EXCERTO DA PÁGINA
* * * * * * * * *
Ainda neste contexto, o princípio democrático impõe não apenas que aos órgãos de soberania seja reconhecida a possibilidade de exercerem as competências que a Lei Fundamental lhes confere como também a possibilidade de o fazerem sem interferências externas, isto é, por iniciativa dos seus próprios membros, pelo que arrepia também ao princípio democrático que a lei ou os regimentos consagrarem reservas de iniciativa externas, bloqueantes da decisão dos órgãos de soberania, para além dos casos e dos termos expressamente previstos na própria Constituição.

Ainda que assim não se entendesse e aceitássemos a conclusão indiciária avançada pelo Sr. Deputado Pedro Cegonho, isso não seria motivo para arquivamento puro e simples da iniciativa legislativa dos cidadãos em curso mas apenas para que a Assembleia da República solicitasse ao Governo a apresentação de uma proposta de resolução sobre o assunto, ao abrigo do dever de cooperação institucional[4] entre os órgãos de soberania, decorrente do mencionado princípio da separação e a interdependência de poderes.

Advertimos ainda para um último aspecto, orgânico e procedimental, sobre a decisão de admissibilidade da iniciativa legislativa dos cidadãos em curso. Qualquer decisão sobre a admissibilidade de uma iniciativa legislativa dos cidadãos, assim como de petição apresentada por cidadãos à Assembleia da República nos termos gerais, sobretudo como a decisão sobre a constitucionalidade da mesma, nos termos em que é suscitada pelo Sr. Deputado Pedro Cegonho, carece de ser adoptada pelo plenário da Assembleia da República e apenas o plenário tem legitimidade para o efeito, nunca o Presidente da Assembleia da República.

Com efeito, a Constituição da República Portuguesa distingue a competência da Assembleia da República (artigo 161.º e ss.) da competência do Presidente da Assembleia da República (artigo 176.º) e seja qual for a competência que a Assembleia da República invoque para decidir da admissibilidade da iniciativa em apreço, política strictu-sensu ou de fiscalização, são em ambos os casos competências reconhecidas pela Lei Fundamental à Assembleia e não ao seu Presidente.
* * * * * * * * *
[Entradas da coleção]

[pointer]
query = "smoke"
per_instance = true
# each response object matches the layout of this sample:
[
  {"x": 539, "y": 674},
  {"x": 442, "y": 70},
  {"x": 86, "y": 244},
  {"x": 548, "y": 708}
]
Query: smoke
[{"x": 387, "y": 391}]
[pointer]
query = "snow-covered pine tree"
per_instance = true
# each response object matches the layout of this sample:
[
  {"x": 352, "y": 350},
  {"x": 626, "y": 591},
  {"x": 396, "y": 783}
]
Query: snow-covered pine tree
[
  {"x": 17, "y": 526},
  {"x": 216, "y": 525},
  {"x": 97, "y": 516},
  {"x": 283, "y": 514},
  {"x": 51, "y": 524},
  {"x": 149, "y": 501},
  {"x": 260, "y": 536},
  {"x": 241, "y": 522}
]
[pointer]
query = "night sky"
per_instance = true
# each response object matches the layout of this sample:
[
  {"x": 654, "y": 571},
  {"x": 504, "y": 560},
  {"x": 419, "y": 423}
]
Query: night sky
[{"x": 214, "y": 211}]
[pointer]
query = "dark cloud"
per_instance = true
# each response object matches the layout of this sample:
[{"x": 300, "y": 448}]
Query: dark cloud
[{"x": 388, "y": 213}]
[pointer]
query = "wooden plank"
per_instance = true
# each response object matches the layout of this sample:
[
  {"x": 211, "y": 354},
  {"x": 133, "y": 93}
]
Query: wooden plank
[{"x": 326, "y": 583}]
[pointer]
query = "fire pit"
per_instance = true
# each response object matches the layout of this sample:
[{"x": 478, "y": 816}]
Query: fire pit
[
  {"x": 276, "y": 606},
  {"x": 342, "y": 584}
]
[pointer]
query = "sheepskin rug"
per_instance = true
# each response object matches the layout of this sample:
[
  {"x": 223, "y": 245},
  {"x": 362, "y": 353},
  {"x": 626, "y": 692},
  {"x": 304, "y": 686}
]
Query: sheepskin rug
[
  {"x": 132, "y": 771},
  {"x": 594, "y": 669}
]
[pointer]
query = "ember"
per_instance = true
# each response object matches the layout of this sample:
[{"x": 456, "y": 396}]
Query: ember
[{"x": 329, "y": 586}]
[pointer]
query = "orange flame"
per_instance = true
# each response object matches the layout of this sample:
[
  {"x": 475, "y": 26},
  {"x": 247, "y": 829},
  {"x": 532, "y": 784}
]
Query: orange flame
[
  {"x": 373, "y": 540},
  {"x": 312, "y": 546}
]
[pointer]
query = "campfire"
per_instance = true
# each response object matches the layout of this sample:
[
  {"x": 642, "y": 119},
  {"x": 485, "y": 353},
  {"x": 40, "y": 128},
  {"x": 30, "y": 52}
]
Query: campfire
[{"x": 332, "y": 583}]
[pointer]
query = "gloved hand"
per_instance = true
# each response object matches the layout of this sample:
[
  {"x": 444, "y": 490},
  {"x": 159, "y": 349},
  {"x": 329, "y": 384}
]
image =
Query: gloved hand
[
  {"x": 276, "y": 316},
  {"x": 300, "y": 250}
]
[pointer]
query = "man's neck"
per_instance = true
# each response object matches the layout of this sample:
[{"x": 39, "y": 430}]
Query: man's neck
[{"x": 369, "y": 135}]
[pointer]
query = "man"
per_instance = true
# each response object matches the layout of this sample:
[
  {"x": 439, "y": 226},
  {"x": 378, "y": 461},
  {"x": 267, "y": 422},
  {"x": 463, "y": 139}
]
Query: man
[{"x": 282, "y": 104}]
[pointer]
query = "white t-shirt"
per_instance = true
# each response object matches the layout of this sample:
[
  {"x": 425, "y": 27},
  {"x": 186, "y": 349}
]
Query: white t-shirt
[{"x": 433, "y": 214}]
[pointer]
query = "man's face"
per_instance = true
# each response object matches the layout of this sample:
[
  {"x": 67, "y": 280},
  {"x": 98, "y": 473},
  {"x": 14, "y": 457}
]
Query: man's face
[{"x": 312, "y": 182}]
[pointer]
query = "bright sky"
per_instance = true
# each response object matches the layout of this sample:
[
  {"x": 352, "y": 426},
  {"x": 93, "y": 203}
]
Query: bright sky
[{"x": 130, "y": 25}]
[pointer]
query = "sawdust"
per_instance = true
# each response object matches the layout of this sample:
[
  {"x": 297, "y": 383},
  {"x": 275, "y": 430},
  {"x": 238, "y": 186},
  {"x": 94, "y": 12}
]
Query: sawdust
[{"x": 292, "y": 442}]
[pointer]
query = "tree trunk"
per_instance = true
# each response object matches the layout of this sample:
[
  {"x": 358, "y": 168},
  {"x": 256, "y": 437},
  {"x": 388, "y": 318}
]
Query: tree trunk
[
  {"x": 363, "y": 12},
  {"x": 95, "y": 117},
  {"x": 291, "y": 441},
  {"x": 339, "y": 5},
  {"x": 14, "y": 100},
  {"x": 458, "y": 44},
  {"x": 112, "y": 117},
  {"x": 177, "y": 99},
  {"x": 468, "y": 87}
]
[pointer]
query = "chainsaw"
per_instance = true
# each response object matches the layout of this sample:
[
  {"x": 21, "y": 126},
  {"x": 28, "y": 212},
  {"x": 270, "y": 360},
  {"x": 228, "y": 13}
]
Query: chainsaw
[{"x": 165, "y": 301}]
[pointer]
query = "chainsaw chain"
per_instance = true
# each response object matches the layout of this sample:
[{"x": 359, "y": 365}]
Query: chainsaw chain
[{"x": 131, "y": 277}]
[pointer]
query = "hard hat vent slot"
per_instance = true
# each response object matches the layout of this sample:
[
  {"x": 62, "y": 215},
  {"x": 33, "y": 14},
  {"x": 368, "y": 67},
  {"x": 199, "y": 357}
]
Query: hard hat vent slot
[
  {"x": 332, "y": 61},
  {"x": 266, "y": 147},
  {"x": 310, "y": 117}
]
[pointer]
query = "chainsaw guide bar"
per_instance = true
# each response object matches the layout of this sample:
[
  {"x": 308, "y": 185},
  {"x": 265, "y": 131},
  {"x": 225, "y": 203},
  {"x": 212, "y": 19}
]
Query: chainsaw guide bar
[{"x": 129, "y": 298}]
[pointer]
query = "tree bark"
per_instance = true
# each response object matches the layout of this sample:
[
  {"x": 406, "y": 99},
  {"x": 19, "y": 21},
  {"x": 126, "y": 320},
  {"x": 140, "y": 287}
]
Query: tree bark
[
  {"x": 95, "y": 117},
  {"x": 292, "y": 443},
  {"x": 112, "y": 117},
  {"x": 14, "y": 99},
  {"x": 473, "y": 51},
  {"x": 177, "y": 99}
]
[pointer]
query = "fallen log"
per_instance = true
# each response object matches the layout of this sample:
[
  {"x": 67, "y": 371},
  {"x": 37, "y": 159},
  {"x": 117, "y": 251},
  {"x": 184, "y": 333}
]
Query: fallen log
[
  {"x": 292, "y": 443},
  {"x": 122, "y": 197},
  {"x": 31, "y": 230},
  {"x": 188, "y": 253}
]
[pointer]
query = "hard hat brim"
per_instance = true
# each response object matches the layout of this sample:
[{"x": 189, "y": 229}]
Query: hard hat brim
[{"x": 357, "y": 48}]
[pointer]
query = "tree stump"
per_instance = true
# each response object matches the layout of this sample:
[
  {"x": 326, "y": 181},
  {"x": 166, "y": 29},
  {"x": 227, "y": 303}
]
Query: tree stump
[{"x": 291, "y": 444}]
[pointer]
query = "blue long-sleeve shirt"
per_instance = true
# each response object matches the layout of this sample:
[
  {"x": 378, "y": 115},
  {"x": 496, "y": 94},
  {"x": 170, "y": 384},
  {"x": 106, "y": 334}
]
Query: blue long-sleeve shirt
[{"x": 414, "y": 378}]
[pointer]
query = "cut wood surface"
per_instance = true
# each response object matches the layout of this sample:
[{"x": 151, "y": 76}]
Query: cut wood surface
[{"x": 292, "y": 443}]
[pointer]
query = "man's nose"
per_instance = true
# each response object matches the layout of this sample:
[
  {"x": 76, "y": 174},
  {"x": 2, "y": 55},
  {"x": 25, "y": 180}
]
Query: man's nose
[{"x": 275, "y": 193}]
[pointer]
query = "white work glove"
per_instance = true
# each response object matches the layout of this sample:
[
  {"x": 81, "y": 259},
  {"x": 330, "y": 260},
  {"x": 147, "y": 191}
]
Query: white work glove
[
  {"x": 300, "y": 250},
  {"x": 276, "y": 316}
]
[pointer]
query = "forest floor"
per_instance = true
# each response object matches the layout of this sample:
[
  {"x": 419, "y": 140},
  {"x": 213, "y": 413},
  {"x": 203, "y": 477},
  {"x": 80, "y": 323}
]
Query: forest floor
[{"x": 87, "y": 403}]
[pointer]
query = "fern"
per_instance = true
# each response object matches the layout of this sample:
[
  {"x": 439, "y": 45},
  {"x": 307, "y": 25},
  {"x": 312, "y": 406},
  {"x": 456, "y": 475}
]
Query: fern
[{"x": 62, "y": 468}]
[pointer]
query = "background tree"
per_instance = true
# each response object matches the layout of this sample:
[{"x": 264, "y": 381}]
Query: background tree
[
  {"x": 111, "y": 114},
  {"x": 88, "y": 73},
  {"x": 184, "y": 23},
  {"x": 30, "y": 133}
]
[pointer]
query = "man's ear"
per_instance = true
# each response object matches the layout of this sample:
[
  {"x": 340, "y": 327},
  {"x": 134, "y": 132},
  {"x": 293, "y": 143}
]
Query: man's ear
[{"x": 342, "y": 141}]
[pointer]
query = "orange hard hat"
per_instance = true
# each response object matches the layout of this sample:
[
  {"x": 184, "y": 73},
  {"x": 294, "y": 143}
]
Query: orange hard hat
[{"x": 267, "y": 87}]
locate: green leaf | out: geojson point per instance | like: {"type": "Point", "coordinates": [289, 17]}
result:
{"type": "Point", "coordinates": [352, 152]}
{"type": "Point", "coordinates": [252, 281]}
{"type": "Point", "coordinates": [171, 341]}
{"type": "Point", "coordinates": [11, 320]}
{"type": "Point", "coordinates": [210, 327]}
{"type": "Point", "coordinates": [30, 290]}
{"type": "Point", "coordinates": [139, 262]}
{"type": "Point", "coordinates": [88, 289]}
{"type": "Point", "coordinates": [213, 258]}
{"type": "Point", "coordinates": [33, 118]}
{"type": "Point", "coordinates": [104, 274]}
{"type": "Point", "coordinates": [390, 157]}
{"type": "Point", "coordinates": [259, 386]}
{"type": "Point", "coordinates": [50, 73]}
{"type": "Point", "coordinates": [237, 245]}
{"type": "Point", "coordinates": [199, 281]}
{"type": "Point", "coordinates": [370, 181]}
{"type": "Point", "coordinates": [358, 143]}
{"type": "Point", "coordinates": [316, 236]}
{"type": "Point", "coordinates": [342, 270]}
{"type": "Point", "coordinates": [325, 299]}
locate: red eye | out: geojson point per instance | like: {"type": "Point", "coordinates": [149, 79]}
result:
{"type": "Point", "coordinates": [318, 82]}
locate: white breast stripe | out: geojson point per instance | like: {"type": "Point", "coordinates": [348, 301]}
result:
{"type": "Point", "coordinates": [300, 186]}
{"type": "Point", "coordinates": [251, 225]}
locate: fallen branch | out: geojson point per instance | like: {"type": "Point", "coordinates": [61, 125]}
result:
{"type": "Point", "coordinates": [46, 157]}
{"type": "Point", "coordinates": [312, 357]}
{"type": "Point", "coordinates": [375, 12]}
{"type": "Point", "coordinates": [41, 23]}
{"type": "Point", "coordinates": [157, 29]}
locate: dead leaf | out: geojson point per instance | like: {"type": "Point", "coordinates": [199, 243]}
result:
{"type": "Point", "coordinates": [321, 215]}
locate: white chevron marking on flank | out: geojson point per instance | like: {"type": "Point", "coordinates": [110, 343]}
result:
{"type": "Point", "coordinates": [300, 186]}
* * * * * * * * *
O PROBLEMA
Indique, por favor, todos os órgãos e cargos do Estado que o excerto nomeia com maiúscula inicial, sem contar documentos como a Constituição. As linhas constituem material independente do excerto.

SOLUÇÃO DA TAREFA
Assembleia da República; Governo; Presidente da Assembleia da República; Deputado